[Saved entries]

###

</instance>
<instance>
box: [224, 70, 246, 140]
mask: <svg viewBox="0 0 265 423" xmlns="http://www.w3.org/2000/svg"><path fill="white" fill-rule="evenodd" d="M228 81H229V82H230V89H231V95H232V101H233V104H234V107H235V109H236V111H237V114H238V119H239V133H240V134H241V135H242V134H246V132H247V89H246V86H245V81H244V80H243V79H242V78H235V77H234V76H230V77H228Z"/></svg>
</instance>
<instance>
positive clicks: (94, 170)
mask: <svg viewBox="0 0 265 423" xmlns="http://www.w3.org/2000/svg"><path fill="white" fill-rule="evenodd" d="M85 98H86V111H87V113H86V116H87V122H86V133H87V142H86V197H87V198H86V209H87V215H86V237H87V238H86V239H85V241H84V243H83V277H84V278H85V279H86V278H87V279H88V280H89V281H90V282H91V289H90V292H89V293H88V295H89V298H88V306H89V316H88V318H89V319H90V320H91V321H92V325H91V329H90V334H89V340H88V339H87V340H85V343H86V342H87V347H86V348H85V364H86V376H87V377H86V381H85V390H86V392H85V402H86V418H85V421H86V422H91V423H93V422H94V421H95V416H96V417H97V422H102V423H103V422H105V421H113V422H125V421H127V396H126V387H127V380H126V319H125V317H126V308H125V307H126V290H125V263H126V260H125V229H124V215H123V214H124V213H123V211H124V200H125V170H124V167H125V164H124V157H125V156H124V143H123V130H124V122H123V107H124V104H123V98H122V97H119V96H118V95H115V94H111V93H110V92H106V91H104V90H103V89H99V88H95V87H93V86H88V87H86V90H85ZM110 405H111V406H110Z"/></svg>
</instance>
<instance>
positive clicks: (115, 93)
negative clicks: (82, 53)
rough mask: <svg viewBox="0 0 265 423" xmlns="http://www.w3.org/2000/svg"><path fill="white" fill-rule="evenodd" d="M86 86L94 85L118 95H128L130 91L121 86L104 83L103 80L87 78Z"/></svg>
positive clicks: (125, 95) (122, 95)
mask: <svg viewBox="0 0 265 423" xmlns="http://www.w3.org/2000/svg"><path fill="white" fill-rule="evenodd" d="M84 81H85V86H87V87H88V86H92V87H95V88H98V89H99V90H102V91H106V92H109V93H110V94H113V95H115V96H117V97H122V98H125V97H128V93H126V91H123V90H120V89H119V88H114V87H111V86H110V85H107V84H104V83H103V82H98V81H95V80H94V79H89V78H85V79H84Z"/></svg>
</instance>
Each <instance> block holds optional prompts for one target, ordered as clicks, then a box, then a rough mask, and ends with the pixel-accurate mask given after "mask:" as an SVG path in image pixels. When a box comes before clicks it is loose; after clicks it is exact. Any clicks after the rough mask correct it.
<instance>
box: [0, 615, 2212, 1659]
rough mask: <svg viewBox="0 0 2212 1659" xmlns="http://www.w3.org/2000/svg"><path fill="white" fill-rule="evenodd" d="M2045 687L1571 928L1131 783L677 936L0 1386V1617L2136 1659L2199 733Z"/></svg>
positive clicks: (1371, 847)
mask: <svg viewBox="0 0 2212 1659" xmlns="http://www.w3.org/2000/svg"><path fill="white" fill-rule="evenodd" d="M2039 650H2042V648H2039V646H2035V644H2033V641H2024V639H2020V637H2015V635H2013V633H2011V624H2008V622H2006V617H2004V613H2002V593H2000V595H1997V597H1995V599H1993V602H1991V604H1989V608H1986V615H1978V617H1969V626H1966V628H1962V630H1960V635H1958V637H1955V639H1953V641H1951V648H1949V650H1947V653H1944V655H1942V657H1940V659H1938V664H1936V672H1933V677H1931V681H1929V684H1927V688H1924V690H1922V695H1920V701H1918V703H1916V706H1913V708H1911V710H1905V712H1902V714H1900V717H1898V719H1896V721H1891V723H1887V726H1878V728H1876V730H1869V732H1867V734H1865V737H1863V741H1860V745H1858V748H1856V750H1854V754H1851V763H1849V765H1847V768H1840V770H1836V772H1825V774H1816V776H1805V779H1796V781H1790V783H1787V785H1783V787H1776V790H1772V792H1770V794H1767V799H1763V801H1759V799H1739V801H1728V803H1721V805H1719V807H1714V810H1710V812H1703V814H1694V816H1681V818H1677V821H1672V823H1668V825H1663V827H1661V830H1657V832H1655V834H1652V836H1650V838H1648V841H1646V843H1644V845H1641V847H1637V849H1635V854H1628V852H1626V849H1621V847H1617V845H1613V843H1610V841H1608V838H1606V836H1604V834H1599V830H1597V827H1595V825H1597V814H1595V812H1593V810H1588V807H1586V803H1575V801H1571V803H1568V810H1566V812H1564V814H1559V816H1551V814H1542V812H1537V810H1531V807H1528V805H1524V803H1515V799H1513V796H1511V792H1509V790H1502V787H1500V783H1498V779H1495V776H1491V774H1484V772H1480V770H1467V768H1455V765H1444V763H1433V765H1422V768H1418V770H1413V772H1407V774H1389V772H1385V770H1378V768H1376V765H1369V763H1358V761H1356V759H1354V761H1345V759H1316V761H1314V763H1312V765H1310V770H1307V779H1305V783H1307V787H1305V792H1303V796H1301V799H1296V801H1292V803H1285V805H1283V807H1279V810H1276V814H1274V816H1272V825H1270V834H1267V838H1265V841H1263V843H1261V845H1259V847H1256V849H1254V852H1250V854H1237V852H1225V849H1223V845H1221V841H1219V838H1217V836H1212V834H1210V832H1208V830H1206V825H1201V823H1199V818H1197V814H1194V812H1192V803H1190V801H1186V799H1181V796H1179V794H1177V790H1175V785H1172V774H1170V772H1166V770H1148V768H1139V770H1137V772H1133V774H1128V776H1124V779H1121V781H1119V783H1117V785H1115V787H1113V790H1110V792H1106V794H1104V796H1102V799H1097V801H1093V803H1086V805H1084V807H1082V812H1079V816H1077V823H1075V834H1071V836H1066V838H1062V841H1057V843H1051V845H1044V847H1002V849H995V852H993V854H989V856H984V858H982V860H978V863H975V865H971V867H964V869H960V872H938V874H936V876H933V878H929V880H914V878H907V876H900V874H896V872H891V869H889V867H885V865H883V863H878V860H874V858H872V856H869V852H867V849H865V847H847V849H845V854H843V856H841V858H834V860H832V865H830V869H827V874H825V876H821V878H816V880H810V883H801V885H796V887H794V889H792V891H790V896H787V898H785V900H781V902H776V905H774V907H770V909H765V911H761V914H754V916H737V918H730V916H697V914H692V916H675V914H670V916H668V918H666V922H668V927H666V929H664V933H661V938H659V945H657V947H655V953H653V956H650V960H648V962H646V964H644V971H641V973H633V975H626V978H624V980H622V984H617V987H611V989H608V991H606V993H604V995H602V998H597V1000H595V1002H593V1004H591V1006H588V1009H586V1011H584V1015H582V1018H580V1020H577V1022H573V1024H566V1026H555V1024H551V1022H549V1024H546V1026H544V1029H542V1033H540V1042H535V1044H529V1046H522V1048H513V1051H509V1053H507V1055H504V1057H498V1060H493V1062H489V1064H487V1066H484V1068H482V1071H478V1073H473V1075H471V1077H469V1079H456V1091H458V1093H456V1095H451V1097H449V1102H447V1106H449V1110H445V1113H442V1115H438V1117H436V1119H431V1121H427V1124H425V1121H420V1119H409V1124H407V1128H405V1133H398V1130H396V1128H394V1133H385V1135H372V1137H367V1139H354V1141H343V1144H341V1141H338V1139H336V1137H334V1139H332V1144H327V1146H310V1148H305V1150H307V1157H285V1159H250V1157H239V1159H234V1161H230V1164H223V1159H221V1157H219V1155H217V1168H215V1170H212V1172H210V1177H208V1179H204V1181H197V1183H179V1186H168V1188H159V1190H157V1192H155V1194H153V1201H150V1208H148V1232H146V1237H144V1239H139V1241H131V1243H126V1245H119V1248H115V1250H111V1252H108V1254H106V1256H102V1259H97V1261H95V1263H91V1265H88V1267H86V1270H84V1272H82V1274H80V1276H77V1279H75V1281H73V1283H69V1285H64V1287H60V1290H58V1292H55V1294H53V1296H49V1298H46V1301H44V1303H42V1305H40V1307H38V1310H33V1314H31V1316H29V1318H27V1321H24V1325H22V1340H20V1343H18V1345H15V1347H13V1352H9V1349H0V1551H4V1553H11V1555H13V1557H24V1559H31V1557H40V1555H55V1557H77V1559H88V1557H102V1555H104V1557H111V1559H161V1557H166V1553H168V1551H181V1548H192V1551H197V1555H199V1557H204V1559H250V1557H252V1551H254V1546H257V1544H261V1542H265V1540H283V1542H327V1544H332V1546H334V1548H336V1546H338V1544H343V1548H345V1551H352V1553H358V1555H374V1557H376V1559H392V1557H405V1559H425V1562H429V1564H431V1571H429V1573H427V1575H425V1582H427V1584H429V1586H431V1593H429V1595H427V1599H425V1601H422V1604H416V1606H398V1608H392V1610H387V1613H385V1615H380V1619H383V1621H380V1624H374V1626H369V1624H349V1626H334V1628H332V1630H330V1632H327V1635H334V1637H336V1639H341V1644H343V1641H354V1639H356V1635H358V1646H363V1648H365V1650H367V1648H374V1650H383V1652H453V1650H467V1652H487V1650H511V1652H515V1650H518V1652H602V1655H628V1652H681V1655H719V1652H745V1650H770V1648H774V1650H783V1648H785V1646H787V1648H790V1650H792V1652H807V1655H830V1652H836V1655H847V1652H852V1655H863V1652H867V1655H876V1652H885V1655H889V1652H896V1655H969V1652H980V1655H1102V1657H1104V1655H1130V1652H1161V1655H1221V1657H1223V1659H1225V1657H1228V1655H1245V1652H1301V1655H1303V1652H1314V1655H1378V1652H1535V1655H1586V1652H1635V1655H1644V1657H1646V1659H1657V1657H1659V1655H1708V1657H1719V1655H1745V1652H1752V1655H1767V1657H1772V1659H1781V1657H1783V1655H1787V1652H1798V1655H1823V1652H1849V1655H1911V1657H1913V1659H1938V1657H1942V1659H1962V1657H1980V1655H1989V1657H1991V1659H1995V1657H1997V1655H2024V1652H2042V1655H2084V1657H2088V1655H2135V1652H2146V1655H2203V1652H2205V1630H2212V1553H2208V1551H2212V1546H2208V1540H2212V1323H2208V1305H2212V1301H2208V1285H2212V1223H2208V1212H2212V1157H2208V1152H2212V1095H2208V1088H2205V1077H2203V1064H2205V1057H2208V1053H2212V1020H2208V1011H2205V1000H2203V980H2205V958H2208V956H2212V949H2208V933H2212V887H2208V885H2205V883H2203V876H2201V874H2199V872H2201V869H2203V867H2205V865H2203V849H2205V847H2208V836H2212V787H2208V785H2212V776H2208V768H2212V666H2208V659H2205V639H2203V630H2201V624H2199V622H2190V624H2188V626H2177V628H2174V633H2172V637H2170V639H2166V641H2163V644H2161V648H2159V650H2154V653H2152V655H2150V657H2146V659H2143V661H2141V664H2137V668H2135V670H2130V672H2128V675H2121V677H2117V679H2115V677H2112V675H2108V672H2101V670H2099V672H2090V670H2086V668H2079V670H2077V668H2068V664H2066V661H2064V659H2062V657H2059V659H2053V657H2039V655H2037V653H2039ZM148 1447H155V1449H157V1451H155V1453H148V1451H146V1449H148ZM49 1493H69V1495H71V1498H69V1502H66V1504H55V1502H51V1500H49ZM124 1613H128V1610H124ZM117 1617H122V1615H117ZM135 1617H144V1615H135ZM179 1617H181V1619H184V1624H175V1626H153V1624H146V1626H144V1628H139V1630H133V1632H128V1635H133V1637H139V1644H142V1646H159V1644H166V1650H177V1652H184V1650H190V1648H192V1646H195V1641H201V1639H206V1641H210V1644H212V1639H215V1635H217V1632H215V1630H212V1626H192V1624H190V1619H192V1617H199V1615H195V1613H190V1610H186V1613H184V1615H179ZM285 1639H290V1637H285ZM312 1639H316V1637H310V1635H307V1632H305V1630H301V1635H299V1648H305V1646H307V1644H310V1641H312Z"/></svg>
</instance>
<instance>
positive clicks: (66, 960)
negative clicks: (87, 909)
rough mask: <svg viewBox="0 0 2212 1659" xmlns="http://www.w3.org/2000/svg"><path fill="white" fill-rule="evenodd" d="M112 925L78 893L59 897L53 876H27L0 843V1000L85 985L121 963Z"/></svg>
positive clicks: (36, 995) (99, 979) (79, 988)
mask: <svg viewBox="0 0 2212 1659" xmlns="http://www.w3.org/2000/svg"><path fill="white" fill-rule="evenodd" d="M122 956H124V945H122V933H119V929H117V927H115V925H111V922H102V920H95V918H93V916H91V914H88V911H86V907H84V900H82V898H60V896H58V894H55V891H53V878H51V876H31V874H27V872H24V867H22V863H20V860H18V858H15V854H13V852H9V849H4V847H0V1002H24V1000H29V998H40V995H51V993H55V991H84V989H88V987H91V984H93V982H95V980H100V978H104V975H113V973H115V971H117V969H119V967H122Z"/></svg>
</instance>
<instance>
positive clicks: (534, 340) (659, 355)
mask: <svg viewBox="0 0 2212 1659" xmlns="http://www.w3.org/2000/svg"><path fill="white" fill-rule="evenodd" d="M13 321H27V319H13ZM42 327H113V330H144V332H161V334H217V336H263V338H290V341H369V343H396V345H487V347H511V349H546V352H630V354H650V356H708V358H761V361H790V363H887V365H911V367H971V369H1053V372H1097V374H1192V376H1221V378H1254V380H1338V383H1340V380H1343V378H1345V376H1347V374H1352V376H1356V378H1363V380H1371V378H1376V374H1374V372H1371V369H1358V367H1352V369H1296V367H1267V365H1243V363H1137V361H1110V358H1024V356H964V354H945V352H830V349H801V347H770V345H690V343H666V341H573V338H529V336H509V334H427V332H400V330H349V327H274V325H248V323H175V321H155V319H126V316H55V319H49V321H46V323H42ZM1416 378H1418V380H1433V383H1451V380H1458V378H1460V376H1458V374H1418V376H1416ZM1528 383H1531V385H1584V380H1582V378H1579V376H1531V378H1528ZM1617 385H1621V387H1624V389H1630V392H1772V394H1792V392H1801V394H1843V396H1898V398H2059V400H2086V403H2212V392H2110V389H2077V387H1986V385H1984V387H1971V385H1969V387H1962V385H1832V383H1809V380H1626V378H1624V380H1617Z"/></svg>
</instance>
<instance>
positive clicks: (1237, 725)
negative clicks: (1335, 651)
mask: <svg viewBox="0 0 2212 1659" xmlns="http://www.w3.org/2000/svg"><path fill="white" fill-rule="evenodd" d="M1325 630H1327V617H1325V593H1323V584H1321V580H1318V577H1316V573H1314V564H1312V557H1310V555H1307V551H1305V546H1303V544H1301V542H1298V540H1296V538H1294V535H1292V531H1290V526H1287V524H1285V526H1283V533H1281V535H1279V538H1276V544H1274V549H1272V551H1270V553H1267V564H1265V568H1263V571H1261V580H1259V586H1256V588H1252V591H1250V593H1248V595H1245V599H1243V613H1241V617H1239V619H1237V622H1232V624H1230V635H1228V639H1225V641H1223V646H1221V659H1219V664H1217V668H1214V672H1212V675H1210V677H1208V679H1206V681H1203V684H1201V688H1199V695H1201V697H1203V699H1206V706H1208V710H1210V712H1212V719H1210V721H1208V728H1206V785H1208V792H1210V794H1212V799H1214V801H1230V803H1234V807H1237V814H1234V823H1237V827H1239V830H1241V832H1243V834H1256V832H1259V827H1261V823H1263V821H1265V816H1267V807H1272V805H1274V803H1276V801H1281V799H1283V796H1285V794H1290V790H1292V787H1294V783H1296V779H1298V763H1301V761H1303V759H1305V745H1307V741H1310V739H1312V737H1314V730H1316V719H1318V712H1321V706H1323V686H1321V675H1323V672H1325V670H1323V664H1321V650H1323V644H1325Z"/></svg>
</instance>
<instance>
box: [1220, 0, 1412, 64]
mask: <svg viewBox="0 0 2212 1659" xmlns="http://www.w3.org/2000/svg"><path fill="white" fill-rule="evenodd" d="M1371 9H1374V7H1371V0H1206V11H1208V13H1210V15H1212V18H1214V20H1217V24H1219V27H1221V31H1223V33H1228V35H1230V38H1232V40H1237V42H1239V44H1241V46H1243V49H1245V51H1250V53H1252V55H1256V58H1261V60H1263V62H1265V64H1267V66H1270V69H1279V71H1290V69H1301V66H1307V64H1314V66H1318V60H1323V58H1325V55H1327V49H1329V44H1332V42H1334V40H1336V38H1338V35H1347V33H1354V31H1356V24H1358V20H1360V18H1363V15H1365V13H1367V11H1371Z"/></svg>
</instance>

###

YOUR TASK: Give nothing except how many lines of the records include "negative".

ANSWER: 3